→ Exercise prompt
All of the entries need to be written out again, exactly as they are.

→ Provided entries

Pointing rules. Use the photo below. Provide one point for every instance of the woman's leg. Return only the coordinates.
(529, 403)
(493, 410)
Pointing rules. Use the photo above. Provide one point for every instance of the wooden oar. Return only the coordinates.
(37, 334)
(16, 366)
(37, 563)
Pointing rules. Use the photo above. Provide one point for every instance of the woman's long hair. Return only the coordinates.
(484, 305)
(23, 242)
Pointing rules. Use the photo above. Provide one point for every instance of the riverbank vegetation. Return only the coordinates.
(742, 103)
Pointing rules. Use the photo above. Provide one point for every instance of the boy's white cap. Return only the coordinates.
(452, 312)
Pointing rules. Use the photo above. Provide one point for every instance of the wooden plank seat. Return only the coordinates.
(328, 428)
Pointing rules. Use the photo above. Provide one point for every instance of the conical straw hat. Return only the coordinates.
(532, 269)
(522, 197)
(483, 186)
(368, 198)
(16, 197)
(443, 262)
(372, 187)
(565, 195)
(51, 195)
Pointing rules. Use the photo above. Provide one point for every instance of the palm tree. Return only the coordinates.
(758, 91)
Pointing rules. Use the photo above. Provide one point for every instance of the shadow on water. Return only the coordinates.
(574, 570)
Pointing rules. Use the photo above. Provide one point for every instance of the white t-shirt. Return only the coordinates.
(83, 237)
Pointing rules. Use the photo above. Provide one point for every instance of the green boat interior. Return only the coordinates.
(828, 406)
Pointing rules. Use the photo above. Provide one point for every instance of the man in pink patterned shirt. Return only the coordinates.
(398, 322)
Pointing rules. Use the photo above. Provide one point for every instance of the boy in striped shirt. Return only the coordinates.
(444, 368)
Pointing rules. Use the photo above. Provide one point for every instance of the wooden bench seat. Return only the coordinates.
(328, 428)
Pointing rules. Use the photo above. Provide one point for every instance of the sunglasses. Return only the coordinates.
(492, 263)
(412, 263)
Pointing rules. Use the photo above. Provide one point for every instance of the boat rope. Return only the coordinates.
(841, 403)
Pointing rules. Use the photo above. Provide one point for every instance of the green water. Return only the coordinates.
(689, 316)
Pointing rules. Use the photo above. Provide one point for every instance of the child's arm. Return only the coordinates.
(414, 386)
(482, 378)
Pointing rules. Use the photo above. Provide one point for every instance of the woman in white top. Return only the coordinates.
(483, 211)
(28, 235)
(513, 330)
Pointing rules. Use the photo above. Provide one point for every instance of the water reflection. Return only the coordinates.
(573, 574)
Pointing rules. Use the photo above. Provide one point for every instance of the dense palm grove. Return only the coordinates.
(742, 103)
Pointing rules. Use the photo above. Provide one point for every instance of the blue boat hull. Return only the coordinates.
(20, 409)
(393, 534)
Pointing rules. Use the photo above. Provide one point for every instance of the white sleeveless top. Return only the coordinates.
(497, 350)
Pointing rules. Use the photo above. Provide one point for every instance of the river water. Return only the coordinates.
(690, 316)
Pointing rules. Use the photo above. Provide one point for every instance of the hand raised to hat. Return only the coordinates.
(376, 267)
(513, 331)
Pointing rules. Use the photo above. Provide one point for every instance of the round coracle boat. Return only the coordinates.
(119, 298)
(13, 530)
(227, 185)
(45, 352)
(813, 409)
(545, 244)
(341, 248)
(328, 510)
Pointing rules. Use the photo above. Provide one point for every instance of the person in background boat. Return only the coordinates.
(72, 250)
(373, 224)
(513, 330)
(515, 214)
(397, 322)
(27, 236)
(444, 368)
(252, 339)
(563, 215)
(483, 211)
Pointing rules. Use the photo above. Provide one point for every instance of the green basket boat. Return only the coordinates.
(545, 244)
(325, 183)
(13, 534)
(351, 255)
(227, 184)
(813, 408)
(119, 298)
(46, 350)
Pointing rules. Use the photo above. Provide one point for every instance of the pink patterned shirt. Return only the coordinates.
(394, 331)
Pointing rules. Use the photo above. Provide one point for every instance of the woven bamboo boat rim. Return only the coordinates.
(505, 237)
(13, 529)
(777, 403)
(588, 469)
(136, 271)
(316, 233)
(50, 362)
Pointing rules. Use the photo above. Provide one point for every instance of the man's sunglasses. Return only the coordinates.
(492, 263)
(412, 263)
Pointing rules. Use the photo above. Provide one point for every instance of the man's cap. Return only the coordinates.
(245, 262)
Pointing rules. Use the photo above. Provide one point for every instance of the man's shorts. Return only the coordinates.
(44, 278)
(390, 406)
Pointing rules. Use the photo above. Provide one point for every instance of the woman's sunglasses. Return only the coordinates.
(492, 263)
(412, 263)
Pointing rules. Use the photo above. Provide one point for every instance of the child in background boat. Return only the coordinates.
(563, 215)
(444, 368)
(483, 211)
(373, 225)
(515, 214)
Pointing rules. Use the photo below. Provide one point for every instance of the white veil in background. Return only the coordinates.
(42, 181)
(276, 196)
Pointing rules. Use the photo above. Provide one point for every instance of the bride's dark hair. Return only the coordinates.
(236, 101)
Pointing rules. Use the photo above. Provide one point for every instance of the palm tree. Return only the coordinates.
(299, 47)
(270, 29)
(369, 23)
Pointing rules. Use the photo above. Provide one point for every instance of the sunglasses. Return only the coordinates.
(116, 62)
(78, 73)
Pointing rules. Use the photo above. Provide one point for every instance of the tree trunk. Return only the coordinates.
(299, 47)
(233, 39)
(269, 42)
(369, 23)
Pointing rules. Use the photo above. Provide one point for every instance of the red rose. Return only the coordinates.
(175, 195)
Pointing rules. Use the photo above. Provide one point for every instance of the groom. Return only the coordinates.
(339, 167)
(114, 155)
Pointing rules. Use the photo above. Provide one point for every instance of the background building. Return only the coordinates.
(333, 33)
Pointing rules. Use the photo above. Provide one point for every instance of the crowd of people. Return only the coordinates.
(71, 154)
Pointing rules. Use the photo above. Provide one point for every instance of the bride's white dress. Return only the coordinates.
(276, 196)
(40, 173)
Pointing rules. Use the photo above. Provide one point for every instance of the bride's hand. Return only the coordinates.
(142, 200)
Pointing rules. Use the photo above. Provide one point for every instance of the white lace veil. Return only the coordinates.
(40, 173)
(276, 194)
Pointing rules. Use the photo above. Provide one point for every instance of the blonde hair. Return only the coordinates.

→ Answer to this problem
Pointing rules. Use the photo below. Provide one point for every instance of the woman's leg. Return only the coordinates.
(529, 403)
(493, 410)
Pointing rules. Use the photo above. Provide one point for every instance of the wooden oar. Return only the coordinates.
(37, 334)
(16, 366)
(37, 563)
Pointing rules. Use the photo above. Provide one point for every instance of the woman's long hair. Return only the coordinates.
(484, 305)
(23, 242)
Pointing rules. Use the photo above. Provide one point for every instance of the riverbank vegetation. Return only the coordinates.
(742, 103)
Pointing rules. Use the photo above. Provide one point for every instance of the boy's white cap. Return only the coordinates.
(452, 312)
Pointing rules. Use the photo above. Provide one point for every instance of the wooden plank seat. Return only the coordinates.
(328, 428)
Pointing rules. Use the photo above. Provide one point for every instance of the conical straw hat. Return only the coordinates.
(532, 269)
(522, 197)
(483, 186)
(368, 198)
(16, 197)
(443, 262)
(372, 187)
(565, 195)
(51, 195)
Pointing rules. Use the photo above. Provide one point for every instance of the palm tree. Return only the coordinates.
(758, 91)
Pointing rules. Use the photo above. Provide one point for every instance of the shadow on water. Return only the coordinates.
(574, 570)
Pointing rules. Use the photo above. Provide one point for every instance of the white t-shirt. Return only the coordinates.
(83, 237)
Pointing rules. Use the photo above. Provide one point for every instance of the green boat interior. Return only the coordinates.
(828, 406)
Pointing rules. Use the photo above. Provide one point for every instance of the man in pink patterned shirt. Return only the coordinates.
(398, 322)
Pointing rules. Use the photo above. Provide one point for every instance of the boy in striped shirt. Return only the coordinates.
(444, 368)
Pointing rules. Use the photo above. Provide one point for every instance of the wooden bench seat. Return only the coordinates.
(328, 428)
Pointing rules. Use the photo above. Provide one point for every instance of the sunglasses. Return only the coordinates.
(492, 263)
(412, 263)
Pointing rules. Use the photo above. Provide one point for every instance of the boat rope. Return only the coordinates.
(841, 403)
Pointing rules. Use the photo above. Provide one point for every instance of the green water. Return only the coordinates.
(689, 316)
Pointing rules. Use the photo above. Provide one point for every instance of the child's arm. Return only the coordinates.
(414, 386)
(482, 378)
Pointing rules. Use the photo above. Provide one point for every instance of the woman in white top. Return only the coordinates.
(483, 211)
(28, 235)
(513, 330)
Pointing rules. Use the photo above. Provide one point for every instance of the water reflection. Return only the coordinates.
(573, 574)
Pointing rules. Use the photo above. Provide one point for every instance of the dense palm grove. Return only the coordinates.
(742, 103)
Pointing rules. Use the photo above. Provide one point for every instance of the blue boat hull. Return only the coordinates.
(20, 409)
(393, 534)
Pointing rules. Use the photo above. Provide one point for every instance of the white sleeveless top. Return only the coordinates.
(497, 350)
Pointing rules. Use the photo above. Provide one point for every instance of the river water. Return only the coordinates.
(690, 316)
Pointing rules. Use the photo above. Provide one point for every instance of the hand raised to hat. Return only the coordinates.
(376, 267)
(513, 331)
Pointing rules. Use the photo above. Provide one point for every instance of the round coracle boat. Return only the coordinates.
(119, 298)
(13, 530)
(227, 185)
(45, 352)
(813, 409)
(545, 244)
(341, 248)
(328, 510)
Pointing rules. Use the photo above. Provide one point for every instance of the person in background boat. Return only the coordinates.
(72, 250)
(373, 224)
(513, 330)
(515, 214)
(397, 322)
(27, 236)
(444, 368)
(252, 339)
(563, 215)
(483, 211)
Pointing rules. Use the photo above. Provide one point for every instance of the green basket boat. Return only the coordinates.
(545, 244)
(325, 183)
(13, 534)
(351, 255)
(227, 184)
(813, 408)
(119, 298)
(46, 350)
Pointing rules. Use the photo above. Provide one point for every instance of the pink patterned shirt. Return only the coordinates.
(394, 331)
Pointing rules. Use the photo above. Provide one point for every instance of the woven bamboo boat rim. Return only the coordinates.
(505, 237)
(13, 529)
(777, 403)
(588, 469)
(136, 271)
(316, 233)
(50, 362)
Pointing rules. Use the photo above. Provide one point for every instance of the man's sunglasses. Return only the coordinates.
(492, 263)
(412, 263)
Pointing rules. Use the photo above. Provide one point for every instance of the man's cap. Return only the coordinates.
(245, 262)
Pointing rules. Use the photo above. Provide one point for every instance of the man's shorts. Return only the coordinates.
(44, 278)
(390, 406)
Pointing rules. Use the photo above. Provide one point for every instance of the woman's sunglasses. Return only the coordinates.
(492, 263)
(412, 263)
Pointing rules. Use the photo above. Provide one point for every instance of the child in background boat. Return only the coordinates.
(563, 215)
(444, 368)
(483, 211)
(373, 225)
(515, 214)
Pointing rules. Use the photo below. Provide one point for every instance of the white veil in background. Return only the coordinates.
(42, 181)
(276, 196)
Pointing rules. Use the photo above. Provide one point for every instance of the bride's dark hair. Return only the coordinates.
(236, 101)
Pointing rules. Use the photo above. Provide one point for every instance of the palm tree. Return only the coordinates.
(299, 47)
(270, 29)
(369, 23)
Pointing rules. Use the photo above. Provide one point for every instance of the sunglasses. Return only the coordinates.
(116, 62)
(78, 73)
Pointing rules. Use the photo above. Provide one point for every instance of the tree trunk. Return only the coordinates.
(299, 47)
(233, 39)
(269, 42)
(369, 23)
Pointing rules. Use the photo above. Provide one point for every instance of the red rose. Return only the coordinates.
(175, 195)
Pointing rules. Use the photo above. Provide one point for every instance of the groom. Return only the coordinates.
(339, 167)
(114, 155)
Pointing rules. Use the photo above. Provide one point for every instance of the background building. Return only the coordinates.
(333, 33)
Pointing rules. Use the photo above. Provide one point for every instance of the crowd of people. Return only the coordinates.
(71, 154)
Pointing rules. Use the photo above. Provide one point for every instance of the bride's white dress. Return only the coordinates.
(276, 196)
(40, 173)
Pointing rules. Use the photo above. Provide one point for every instance of the bride's hand. Return only the coordinates.
(142, 200)
Pointing rules. Use the photo above. Provide one point for every instance of the white lace veil. Return only the coordinates.
(40, 173)
(276, 194)
Pointing rules. Use the photo above. Provide one point for every instance of the blonde hair. Return only the coordinates.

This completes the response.